======== Information ========

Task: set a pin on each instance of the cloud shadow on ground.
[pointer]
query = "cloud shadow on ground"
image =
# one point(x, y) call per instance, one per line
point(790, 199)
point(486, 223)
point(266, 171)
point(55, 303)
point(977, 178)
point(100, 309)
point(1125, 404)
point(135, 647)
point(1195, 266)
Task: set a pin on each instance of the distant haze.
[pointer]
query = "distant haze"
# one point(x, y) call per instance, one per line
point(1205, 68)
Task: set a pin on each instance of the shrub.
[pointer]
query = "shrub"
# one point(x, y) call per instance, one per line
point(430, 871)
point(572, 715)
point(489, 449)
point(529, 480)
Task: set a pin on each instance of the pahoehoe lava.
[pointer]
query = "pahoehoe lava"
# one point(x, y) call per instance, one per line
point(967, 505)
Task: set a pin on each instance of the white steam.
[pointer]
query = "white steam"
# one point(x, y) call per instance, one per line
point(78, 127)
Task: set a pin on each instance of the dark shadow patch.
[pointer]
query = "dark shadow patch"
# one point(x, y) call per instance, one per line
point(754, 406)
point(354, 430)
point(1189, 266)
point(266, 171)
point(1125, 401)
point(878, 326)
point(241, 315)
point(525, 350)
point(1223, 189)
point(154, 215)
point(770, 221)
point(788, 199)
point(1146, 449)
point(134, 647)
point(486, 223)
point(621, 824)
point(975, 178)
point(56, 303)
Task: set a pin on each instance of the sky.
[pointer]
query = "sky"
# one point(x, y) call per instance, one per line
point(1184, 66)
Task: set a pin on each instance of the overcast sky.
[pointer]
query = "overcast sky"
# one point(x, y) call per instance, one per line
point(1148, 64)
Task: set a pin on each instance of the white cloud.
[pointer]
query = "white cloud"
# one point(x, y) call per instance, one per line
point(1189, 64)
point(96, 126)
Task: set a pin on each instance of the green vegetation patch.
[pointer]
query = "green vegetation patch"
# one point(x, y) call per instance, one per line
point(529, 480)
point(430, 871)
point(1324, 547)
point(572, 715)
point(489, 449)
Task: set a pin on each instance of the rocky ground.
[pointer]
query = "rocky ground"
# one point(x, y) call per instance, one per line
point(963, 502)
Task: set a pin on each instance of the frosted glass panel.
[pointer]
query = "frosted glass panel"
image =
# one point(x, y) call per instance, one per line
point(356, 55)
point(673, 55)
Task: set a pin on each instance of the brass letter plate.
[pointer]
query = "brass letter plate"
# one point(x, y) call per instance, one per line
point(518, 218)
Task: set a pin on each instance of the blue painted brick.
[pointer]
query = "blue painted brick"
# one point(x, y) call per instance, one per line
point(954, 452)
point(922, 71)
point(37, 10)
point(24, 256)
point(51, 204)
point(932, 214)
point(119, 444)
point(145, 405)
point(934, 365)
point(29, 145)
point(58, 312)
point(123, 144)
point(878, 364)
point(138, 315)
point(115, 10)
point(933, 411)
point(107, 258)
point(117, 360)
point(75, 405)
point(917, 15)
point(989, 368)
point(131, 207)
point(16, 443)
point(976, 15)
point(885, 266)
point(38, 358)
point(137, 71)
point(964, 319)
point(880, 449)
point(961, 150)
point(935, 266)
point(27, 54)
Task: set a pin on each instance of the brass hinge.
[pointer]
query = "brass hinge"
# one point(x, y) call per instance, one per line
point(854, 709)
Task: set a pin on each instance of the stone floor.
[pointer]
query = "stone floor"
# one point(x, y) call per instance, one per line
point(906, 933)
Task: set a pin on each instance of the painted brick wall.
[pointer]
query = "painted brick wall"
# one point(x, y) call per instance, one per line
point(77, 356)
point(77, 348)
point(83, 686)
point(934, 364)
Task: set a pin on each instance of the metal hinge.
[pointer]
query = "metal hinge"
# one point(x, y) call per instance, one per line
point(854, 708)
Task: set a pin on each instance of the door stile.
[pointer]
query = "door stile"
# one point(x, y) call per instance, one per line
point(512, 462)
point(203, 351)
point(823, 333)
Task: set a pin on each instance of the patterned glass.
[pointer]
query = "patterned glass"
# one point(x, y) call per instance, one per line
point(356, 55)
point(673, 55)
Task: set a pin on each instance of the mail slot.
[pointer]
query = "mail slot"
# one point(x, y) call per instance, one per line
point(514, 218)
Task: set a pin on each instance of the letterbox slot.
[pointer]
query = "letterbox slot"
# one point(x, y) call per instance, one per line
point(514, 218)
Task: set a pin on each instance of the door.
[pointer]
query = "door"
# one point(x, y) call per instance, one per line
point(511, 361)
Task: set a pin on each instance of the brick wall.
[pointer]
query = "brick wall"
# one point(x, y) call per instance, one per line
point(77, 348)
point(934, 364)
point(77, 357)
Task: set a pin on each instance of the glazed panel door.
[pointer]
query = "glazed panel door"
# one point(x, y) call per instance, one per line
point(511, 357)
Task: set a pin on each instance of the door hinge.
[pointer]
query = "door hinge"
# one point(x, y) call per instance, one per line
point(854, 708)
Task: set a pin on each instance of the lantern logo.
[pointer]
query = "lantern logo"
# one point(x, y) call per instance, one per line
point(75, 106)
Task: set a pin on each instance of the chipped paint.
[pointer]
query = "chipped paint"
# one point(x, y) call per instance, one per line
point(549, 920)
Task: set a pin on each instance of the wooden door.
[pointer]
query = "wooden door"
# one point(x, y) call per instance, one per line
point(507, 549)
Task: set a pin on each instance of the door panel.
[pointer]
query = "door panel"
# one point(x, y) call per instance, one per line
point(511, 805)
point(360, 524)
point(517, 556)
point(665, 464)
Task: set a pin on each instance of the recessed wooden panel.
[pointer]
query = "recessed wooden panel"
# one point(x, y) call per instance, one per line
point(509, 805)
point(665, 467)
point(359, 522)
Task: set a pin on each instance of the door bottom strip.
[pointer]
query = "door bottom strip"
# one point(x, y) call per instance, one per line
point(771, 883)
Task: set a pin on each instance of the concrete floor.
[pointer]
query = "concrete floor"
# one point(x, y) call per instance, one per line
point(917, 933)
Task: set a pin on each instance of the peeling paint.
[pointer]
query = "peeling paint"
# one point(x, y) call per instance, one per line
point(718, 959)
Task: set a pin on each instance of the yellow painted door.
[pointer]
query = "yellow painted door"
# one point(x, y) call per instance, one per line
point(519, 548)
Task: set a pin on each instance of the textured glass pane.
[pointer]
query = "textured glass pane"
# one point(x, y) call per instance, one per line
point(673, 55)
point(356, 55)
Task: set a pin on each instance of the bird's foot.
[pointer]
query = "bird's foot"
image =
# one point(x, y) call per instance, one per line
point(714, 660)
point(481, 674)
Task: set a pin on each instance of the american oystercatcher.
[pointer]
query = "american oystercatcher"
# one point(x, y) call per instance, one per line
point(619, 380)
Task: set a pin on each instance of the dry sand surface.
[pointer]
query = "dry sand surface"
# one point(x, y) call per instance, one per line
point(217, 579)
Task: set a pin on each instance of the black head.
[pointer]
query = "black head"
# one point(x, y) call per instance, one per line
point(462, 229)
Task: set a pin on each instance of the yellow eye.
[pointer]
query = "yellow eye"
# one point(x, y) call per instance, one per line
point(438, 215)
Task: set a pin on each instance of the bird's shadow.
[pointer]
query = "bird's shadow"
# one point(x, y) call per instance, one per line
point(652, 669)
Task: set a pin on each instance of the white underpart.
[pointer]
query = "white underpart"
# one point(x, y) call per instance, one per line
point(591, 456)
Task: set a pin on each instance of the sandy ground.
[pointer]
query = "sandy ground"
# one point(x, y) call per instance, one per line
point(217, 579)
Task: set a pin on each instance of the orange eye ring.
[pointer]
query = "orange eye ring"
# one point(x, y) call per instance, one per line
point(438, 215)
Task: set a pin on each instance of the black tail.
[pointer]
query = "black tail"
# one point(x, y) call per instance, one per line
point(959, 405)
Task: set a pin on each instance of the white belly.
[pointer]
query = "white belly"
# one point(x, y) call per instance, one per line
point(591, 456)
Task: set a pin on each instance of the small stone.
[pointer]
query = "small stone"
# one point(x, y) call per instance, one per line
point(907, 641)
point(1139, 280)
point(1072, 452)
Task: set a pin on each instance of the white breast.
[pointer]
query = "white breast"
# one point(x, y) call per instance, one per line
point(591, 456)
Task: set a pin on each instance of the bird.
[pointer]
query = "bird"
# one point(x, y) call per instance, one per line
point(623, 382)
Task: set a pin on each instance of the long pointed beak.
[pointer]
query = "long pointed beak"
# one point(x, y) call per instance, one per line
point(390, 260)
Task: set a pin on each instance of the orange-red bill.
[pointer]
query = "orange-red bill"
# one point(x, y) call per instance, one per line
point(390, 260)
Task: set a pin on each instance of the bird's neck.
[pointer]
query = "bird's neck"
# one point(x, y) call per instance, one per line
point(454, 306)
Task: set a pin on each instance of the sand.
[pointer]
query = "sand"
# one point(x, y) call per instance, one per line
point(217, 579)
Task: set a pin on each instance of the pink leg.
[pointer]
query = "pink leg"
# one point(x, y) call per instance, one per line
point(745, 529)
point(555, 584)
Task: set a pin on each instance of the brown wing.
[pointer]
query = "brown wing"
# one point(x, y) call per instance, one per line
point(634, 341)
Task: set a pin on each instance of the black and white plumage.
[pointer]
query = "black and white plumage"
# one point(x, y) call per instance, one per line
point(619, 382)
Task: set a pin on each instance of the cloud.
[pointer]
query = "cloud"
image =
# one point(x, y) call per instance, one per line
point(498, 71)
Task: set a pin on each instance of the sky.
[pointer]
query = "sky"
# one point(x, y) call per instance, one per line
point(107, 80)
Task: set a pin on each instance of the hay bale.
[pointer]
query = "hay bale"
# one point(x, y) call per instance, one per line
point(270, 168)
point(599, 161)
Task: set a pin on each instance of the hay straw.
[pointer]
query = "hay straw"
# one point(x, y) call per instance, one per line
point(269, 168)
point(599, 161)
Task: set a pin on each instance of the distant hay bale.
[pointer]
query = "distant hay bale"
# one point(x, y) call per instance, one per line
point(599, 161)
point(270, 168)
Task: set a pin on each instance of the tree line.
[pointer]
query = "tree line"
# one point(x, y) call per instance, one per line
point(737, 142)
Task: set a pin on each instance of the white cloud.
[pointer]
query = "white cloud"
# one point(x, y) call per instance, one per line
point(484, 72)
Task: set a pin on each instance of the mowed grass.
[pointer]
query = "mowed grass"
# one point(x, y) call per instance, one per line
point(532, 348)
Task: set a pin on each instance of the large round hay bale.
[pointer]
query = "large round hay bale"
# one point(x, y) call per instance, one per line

========

## Problem description
Check each line in the records above for the word "brick". Return those that have it.

## Task result
Task: set a pin on each instance of the blue painted brick.
query = "blue painted brick"
Task: set a pin on each instance of the painted brick wall.
query = "painted brick wall"
Task: set a pin on each instance of the brick wall.
query = "brick wall"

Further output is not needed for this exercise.